## Written request
Can you output the material exactly as written, minus any pictures it holds?

(Object location annotation data)
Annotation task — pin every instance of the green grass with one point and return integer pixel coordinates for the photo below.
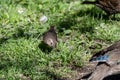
(82, 30)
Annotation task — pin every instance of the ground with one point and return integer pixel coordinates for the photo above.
(82, 30)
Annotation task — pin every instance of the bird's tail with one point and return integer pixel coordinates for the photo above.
(88, 2)
(103, 58)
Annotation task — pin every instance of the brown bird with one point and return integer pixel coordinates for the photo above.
(50, 37)
(109, 6)
(108, 62)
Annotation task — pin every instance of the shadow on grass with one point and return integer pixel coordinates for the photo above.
(52, 75)
(44, 47)
(112, 77)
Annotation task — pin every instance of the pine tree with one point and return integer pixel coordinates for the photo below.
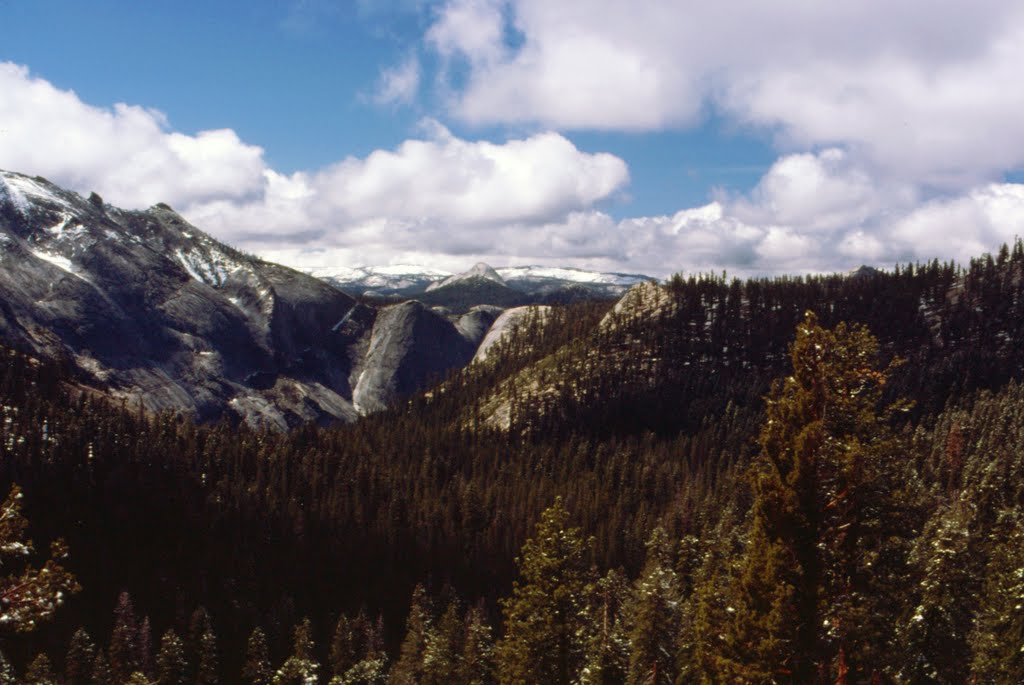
(40, 672)
(607, 654)
(409, 669)
(812, 598)
(256, 670)
(171, 666)
(443, 647)
(654, 615)
(78, 664)
(207, 673)
(101, 674)
(545, 637)
(143, 654)
(33, 595)
(301, 668)
(342, 647)
(124, 639)
(7, 676)
(476, 666)
(997, 639)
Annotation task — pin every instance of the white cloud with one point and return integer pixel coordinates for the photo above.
(927, 90)
(125, 152)
(399, 84)
(446, 201)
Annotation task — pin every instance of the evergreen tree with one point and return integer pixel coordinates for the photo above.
(443, 647)
(78, 664)
(256, 670)
(101, 674)
(143, 655)
(342, 654)
(40, 672)
(7, 676)
(654, 615)
(476, 666)
(171, 666)
(33, 595)
(301, 668)
(545, 640)
(811, 600)
(124, 640)
(207, 671)
(607, 655)
(409, 669)
(998, 635)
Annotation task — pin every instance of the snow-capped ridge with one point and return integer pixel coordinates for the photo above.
(480, 270)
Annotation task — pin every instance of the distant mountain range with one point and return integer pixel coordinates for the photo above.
(150, 308)
(509, 286)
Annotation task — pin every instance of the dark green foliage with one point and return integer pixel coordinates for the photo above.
(301, 668)
(257, 667)
(827, 515)
(124, 640)
(997, 640)
(172, 668)
(654, 615)
(40, 672)
(648, 419)
(78, 664)
(101, 674)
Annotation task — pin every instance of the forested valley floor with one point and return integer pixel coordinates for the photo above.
(779, 480)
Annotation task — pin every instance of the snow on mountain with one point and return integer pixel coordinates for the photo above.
(478, 271)
(513, 274)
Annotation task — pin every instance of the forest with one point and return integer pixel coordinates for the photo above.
(813, 479)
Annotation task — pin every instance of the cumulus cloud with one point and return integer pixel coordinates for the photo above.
(928, 89)
(398, 84)
(446, 201)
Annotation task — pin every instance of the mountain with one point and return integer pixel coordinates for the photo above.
(153, 310)
(537, 285)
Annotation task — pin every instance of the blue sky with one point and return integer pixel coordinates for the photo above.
(648, 136)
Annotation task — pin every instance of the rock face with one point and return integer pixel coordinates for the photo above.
(410, 345)
(152, 309)
(504, 327)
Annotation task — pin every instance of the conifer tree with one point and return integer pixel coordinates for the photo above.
(171, 666)
(654, 615)
(7, 676)
(101, 674)
(78, 664)
(207, 673)
(443, 647)
(409, 669)
(342, 646)
(544, 617)
(256, 670)
(29, 595)
(476, 665)
(998, 635)
(810, 602)
(124, 639)
(143, 655)
(301, 668)
(607, 654)
(40, 672)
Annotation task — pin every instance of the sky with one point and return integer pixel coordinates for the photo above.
(650, 136)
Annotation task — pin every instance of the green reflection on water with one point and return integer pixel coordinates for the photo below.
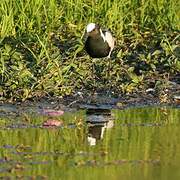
(140, 143)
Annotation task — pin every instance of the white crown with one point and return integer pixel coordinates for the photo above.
(90, 27)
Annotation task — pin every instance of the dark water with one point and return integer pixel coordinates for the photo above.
(136, 143)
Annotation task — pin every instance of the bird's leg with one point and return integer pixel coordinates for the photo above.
(94, 73)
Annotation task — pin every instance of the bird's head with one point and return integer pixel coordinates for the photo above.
(92, 29)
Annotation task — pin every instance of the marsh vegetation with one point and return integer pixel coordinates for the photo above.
(42, 51)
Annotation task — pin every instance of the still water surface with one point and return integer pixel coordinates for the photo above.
(135, 143)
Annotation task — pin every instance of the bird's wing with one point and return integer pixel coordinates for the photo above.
(110, 40)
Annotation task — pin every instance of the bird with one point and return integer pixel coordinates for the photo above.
(99, 43)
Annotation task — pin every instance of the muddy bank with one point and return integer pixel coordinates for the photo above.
(97, 100)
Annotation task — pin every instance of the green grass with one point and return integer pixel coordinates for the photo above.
(41, 45)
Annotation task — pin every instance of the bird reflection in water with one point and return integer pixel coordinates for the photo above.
(97, 125)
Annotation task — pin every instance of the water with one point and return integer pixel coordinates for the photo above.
(135, 143)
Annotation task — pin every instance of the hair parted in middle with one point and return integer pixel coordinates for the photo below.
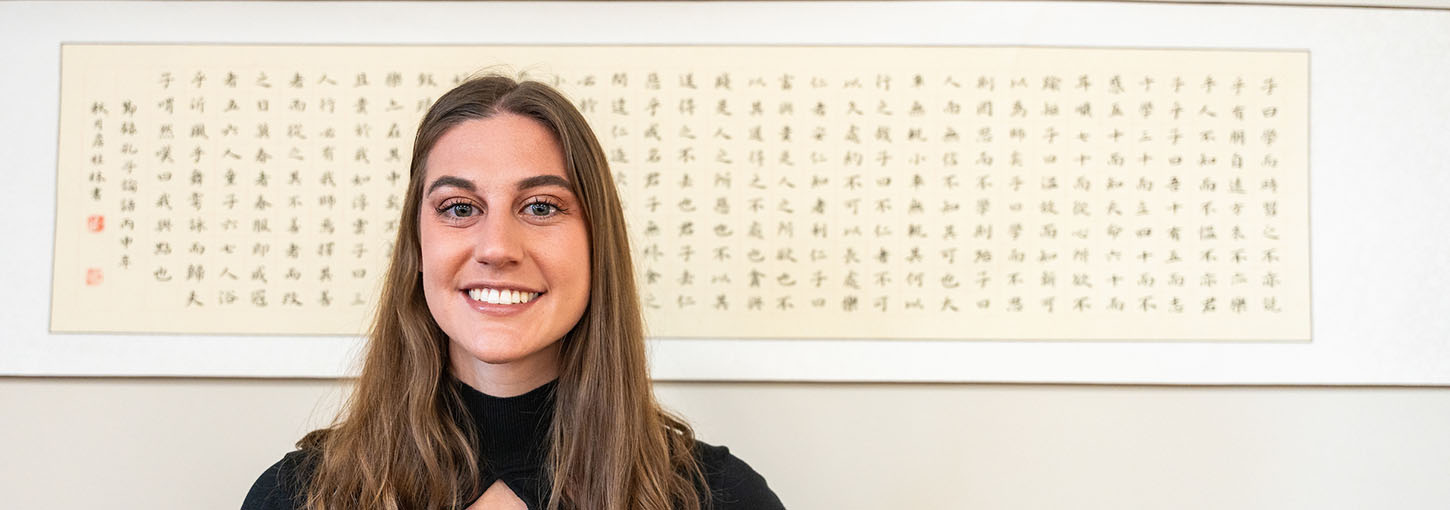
(398, 444)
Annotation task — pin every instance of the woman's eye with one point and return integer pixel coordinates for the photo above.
(460, 210)
(541, 209)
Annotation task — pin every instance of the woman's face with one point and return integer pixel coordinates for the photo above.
(505, 248)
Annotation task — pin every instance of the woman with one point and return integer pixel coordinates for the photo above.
(506, 365)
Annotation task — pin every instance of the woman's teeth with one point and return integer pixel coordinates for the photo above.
(495, 296)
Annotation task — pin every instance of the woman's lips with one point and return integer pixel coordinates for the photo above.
(499, 309)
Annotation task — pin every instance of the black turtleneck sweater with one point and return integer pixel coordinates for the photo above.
(514, 445)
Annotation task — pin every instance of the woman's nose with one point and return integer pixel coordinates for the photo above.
(499, 242)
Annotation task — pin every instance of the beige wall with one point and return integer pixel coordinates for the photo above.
(199, 444)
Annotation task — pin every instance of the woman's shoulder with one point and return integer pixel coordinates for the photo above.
(283, 484)
(732, 483)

## Result for this task
Annotation task — pin every instance of the green grass with one point and return integer pixel coordinates for the photo below.
(82, 30)
Annotation task — pin every instance of the ground with one point and return integer pixel coordinates for the photo above.
(82, 30)
Annotation task — pin every instance of the bird's tail with one point and return integer pixel coordinates for the photo above.
(88, 2)
(103, 58)
Annotation task — pin every instance of the brown bird with one point and return integer pixel coordinates for the photo above.
(50, 37)
(109, 6)
(108, 62)
Annotation task — pin every instance of the shadow on grass with one point and return integer pixel coordinates for the photo above.
(52, 75)
(44, 47)
(112, 77)
Annotation task — pin every instance of the pine tree with one point and return integer pixel coordinates for the photo below.
(40, 672)
(607, 654)
(409, 669)
(812, 598)
(256, 670)
(171, 666)
(443, 647)
(654, 615)
(78, 664)
(207, 673)
(101, 674)
(545, 637)
(143, 654)
(33, 595)
(301, 668)
(342, 647)
(124, 639)
(7, 676)
(476, 666)
(997, 639)
Annotation task — pin every instance of the white cloud with one point and return integer pixel coordinates for the photo above.
(927, 90)
(125, 152)
(399, 84)
(446, 201)
Annotation task — pin every instance of the evergreen tree with one point and return integer pixel coordinates for the photo above.
(443, 647)
(78, 664)
(256, 670)
(101, 674)
(143, 655)
(342, 654)
(40, 672)
(7, 676)
(654, 615)
(476, 666)
(171, 666)
(33, 595)
(301, 668)
(545, 640)
(811, 600)
(124, 640)
(207, 671)
(607, 655)
(409, 669)
(998, 635)
Annotation task — pin every instance of the snow-capped ridge with one point and return integer pixel coordinates for the photo above.
(480, 270)
Annotation task — pin every instance of the distant mountain range with one point and return integer pixel coordinates for the photo above.
(150, 308)
(509, 286)
Annotation task — pin every instance of the dark green foliage with one point and return integer pixel coordinates for the photo above.
(301, 668)
(257, 667)
(827, 515)
(124, 640)
(997, 640)
(172, 668)
(654, 615)
(40, 672)
(648, 419)
(78, 664)
(101, 674)
Annotation task — pin every instance of the forested valley floor with one point and return integer pixel coordinates for the photo above.
(779, 480)
Annotation task — pin every instance of the snow on mountain with one point and return integer pixel coordinates for the photo above.
(478, 271)
(513, 274)
Annotation task — pin every instance of the forest with one point and return integer pixel coordinates for the photo above.
(813, 479)
Annotation task — pin every instance of the cumulus cloud with one point and return integer pixel coordinates for the photo above.
(928, 89)
(398, 84)
(446, 201)
Annotation task — pin every instance of the mountain with one point and return integer pixel coordinates for the photo above.
(153, 310)
(537, 285)
Annotation task — pin every instance of the blue sky with one point and return integer pixel coordinates for the photo above.
(648, 136)
Annotation task — pin every instance of the rock face with one point and return integer pixel coordinates for the photo above.
(410, 345)
(152, 309)
(504, 327)
Annotation task — pin every instance of the conifer tree with one point and return integer pixel coordinates for the photo above.
(171, 666)
(654, 615)
(7, 676)
(101, 674)
(78, 664)
(207, 673)
(443, 647)
(409, 669)
(342, 646)
(544, 617)
(256, 670)
(29, 595)
(476, 665)
(998, 635)
(810, 602)
(124, 639)
(143, 655)
(301, 668)
(607, 654)
(40, 672)
Annotation task — pin every instance of the sky with one point and return integer pixel coordinates for the photo above.
(650, 136)
Annotation task — pin every instance of the green reflection on water with one point and return integer pixel coordinates for the photo below.
(140, 143)
Annotation task — pin every instance of the white crown with one point and return integer pixel coordinates for the photo above.
(90, 27)
Annotation task — pin every instance of the dark water with one point and return integer pixel coordinates for the photo above.
(136, 143)
Annotation task — pin every instance of the bird's leg with one point and return integer pixel coordinates for the photo above.
(94, 73)
Annotation task — pin every instance of the bird's head with one point and return integer pixel coordinates for the photo above.
(92, 29)
Annotation task — pin every instance of the marsh vegetation with one point and return integer pixel coordinates for the photo above.
(42, 51)
Annotation task — pin every instance of the still water surface with one point and return integer pixel coordinates for the photo above.
(135, 143)
Annotation task — pin every instance of the bird's wing with one point and return integer pixel coordinates for the photo above.
(110, 40)
Annotation task — pin every instance of the bird with one point and return integer pixel coordinates for the photo above.
(99, 43)
Annotation task — pin every instance of the muddy bank with one point and return integer pixel coordinates for the photo above.
(97, 100)
Annotation task — pin every instance of the green grass with one point and return integer pixel coordinates for the photo above.
(41, 45)
Annotation task — pin every instance of the bird reflection in water with one point and return integer pixel coordinates for the photo above.
(97, 125)
Annotation task — pin every instance of the water with one point and return integer pixel coordinates for the photo above.
(135, 143)
Annotation task — pin every instance of the hair parted in middle with one point and return integer pixel coordinates for the photo below.
(398, 444)
Annotation task — pin every instance of the woman's eye with one point and return integer pixel coordinates for the photo above.
(460, 210)
(541, 209)
Annotation task — pin every instance of the woman's face with one point and return integer pixel coordinates for the photo above.
(505, 248)
Annotation task — pin every instance of the woman with one point and return integer pixel coordinates for the photo above.
(506, 365)
Annotation task — pin every instance of the woman's teeth with one point and return integer pixel coordinates for the photo above.
(495, 296)
Annotation task — pin every instance of the woman's lips with one point and return integer pixel coordinates for the photo above.
(499, 309)
Annotation task — pin every instance of the black turtleneck sweater with one point and return integer pixel coordinates for the photo above.
(514, 445)
Annotation task — pin every instance of the woman's nose with one point and return integer pixel coordinates for the photo above.
(499, 242)
Annotation task — pin every instance of the beige wall with one point and return integer pixel coordinates for the photo above.
(199, 444)
Annotation task — pin every instance of the woman's shoulder with one point and return integer pixel coordinates for the photo above.
(283, 484)
(732, 483)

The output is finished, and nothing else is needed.